However, the combination of Ranzato and Gaidon teaches does not explicitly teach sampling a candidate auxiliary output from the plurality of candidate auxiliary outputs in accordance with a score distribution over the plurality of candidate auxiliary outputs
Kohli teaches sampling a candidate auxiliary output from the plurality of candidate auxiliary outputs in accordance with a score distribution over the plurality of candidate auxiliary outputs (Kohli, Para [0058], discloses “This is the training stage and so particular image elements which reach a given leaf node have specified output values and global variables known from the ground truth training data. A representation of the accumulated candidate output values may be stored 930 using various different methods. The candidate output values may be stored according to global variable bin ranges as described above with reference to FIGS. 3 and 4. Optionally sampling may be used to select candidate output values to be accumulated and stored in order to maintain a low memory footprint.” Here, Kohli discloses sampling from a plurality of candidate output values.  The term “sampling” implies the use of a distribution.  This is evidenced by Kohli [0047]: “In operation, each root and split node of each tree performs a binary test on the input data and based on the result directs the data to the left or right child node. The leaf nodes do not perform any action; they store accumulated candidate output values (and global variable predictions in the embodiments described above with reference to FIGS. 6 and 8). In the case of joint position detection the candidate output values are joint offset vectors representing a distance and direction of an image element from a joint position. For example, probability distributions may be stored representing the accumulated candidate output values”. Additionally, Gaidon as shown above discloses a score distribution over the plurality of candidate auxiliary outputs.)

As per Claim 16, Claim 16 is a system claim corresponding to method Claim 1.  The difference is that Claim 16 recites one or more computers and one or more storage devices.  (Gaidon, Para [0010], discloses one or more computers: “The system comprises a computer programed to perform a method” and in [0011] one or more storage devices:  “Another embodiment of the present disclosure is directed to a non-transitory storage medium storing instructions readable and executable by a computer”).  Claim 16 is rejected for the same reasons as Claim 1.

As per Claim 17, Claim 17 is a non-transitory computer storage medium claim corresponding to method Claim 1.  The difference is that Claim 17 recites one or more computers and a non-transitory computer storage medium.  (Gaidon, Para [0010], discloses one or more computers: “The system comprises a computer programed to perform a method” and in [0011] a non-transitory computer storage medium:  “Another embodiment of the present disclosure is directed to a non-transitory storage medium storing instructions readable and executable by a computer”).  Claim 17 is rejected for the same reasons as Claim 1.

As per Claim 18, Claim 18 is a system claim corresponding to method Claim 3.  Claim 18 is rejected for the same reasons as Claim 3.

As per Claim 20, Claim 20 is a non-transitory computer storage medium claim corresponding to method Claim 10.  Claim 20 is rejected for the same reasons as Claim 10.

Claims 4 and 19 are rejected under 35 U.S.C. 103 as being unpatentable over the combination of Ranzato, Gaidon, Kohli, and Sahba, further in view of Volkovs et. al. (“Loss-sensitive Training of Probabilistic Conditional Random Fields”; hereinafter Volkovs).

#### [Data excerpt]

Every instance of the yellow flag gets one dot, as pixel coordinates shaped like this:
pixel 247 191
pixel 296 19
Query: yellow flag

#### [Brief 1]
According to the claim rejection text, under which statute are Claims 4 and 19 rejected?
#### [Brief 2]
Render this sentence from the claim rejection text in Spanish: "The term “sampling” implies the use of a distribution."
#### [Brief 3]
Continue the claim rejection text past its final sentence.
The lines above come from a separate source and are not part of the claim rejection text.

#### [Written answer 1]
35 U.S.C. 103

#### [Written answer 2]
El término «muestreo» implica el uso de una distribución.

#### [Written answer 3]
As per Claim 4, the combination of Ranzato, Gaidon, Kohli, and Sahba teaches the method of claim 3 and training the neural network on the modified training data as shown above.  However, the combination of Ranzato, Gaidon, Kohli, and Sabha does not explicitly teach wherein training the neural network on the modified training data comprises training the neural network using maximum likelihood training.
Volkovs teaches training the neural network using maximum likelihood training. (Volkovs, Section 6 Last Paragraph, discloses training using maximum likelihood:  “We trained CRFs according to maximum likelihood as well as the different loss-sensitive objectives described in Section 3”)
Ranzato, Gaidon, Kohli, Sahba, and Volkovs are analogous art because they are in the field of machine learning.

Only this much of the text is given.